━━ SOURCE DATA

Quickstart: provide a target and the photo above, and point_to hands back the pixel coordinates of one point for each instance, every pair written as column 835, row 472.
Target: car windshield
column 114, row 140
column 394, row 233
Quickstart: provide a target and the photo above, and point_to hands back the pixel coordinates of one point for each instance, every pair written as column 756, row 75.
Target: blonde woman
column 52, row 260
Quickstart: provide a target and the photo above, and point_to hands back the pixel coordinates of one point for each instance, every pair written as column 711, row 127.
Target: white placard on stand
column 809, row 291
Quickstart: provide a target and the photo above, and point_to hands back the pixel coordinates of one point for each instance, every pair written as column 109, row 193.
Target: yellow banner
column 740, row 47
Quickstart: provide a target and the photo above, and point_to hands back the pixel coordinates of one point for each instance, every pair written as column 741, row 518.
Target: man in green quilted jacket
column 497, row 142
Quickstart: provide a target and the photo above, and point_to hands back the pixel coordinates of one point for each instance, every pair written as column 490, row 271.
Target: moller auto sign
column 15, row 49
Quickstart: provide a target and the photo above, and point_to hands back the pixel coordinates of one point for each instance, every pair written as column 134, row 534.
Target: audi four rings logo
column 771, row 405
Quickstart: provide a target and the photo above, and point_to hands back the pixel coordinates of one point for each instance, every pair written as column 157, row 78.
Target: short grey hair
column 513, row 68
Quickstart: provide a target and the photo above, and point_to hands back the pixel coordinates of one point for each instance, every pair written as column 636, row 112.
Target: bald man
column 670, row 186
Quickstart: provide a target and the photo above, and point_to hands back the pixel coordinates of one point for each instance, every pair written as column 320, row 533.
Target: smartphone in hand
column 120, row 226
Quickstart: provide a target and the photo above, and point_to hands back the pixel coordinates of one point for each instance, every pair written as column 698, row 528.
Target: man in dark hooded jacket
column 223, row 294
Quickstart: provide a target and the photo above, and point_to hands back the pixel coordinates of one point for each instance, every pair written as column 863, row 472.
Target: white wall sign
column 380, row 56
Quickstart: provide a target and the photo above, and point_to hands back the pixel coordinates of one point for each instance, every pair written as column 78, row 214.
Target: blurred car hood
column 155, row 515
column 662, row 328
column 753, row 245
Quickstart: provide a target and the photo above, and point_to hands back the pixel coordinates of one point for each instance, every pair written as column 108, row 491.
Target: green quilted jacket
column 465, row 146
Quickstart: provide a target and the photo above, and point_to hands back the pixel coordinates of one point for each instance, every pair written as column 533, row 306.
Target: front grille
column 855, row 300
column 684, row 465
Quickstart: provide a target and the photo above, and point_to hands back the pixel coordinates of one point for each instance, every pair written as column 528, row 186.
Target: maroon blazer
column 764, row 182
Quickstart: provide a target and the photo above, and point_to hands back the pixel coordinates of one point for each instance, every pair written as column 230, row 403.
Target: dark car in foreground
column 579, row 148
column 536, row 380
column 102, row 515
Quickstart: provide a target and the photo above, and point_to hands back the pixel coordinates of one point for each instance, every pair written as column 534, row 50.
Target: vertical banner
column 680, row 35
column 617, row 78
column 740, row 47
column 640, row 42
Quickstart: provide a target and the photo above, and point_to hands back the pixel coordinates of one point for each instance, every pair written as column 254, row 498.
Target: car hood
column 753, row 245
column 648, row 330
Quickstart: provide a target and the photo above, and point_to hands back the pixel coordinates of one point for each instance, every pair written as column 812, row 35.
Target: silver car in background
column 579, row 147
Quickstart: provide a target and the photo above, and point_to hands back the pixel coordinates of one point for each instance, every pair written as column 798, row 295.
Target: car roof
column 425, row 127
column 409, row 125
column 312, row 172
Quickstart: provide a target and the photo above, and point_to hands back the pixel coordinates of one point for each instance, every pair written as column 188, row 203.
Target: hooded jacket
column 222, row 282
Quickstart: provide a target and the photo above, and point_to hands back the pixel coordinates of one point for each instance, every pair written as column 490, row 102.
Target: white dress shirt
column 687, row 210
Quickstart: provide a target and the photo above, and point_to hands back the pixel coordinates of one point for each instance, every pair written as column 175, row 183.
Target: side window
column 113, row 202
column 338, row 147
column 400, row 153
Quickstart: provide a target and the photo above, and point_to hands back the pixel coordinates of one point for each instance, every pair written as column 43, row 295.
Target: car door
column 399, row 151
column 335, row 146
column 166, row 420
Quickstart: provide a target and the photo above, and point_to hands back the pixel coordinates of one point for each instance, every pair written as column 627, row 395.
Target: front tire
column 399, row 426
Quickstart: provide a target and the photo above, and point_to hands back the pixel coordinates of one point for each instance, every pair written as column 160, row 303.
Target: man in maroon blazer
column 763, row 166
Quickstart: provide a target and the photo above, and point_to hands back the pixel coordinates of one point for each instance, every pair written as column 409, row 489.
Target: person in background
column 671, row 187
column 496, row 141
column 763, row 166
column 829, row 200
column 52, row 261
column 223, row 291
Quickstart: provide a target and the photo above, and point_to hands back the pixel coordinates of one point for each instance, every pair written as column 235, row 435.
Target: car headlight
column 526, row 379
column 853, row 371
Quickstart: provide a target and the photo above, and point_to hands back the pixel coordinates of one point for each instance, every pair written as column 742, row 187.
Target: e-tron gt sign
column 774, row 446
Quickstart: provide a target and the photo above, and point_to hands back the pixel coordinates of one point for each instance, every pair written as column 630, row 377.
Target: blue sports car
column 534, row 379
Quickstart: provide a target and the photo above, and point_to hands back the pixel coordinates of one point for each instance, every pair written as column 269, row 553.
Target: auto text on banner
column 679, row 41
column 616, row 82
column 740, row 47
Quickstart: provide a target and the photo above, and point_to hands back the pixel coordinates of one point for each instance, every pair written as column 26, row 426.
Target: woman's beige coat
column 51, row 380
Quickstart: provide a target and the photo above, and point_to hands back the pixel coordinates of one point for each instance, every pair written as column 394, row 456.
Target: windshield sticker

━━━━

* [SHORT PROBLEM]:
Could you repeat every line from the start of the rows through the line with "column 513, row 68", including both of those lines, word for word?

* [RESPONSE FOR THIS EXERCISE]:
Quickstart: provide a target and the photo above, and point_to hands back the pixel coordinates of one point for each instance, every pair written as column 835, row 472.
Target: car windshield
column 114, row 140
column 394, row 233
Quickstart: provide a target and the photo above, and point_to hands back the pixel coordinates of one point for each instance, every pair written as column 756, row 75.
Target: blonde woman
column 52, row 260
Quickstart: provide a target and the photo above, and point_to hands back the pixel coordinates of one point for each instance, every pair written as column 711, row 127.
Target: white placard on stand
column 809, row 291
Quickstart: provide a target and the photo above, and point_to hands back the pixel coordinates of one point for each instance, every pair written as column 109, row 193.
Target: yellow banner
column 740, row 47
Quickstart: provide a target and the photo above, and point_to hands back the pixel coordinates of one point for each instance, every pair written as column 741, row 518.
Target: man in green quilted jacket
column 497, row 142
Quickstart: provide a target and the photo above, and point_to hands back the pixel coordinates of one point for each instance, every pair written as column 490, row 271.
Target: moller auto sign
column 15, row 49
Quickstart: provide a target and the photo above, and point_to hands back the pixel coordinates of one point for each instance, every pair written as column 134, row 534.
Target: audi four rings logo
column 771, row 405
Quickstart: provide a target and the photo above, and point_to hands back the pixel coordinates of one point for each instance, every pair written as column 157, row 78.
Target: short grey hair
column 513, row 68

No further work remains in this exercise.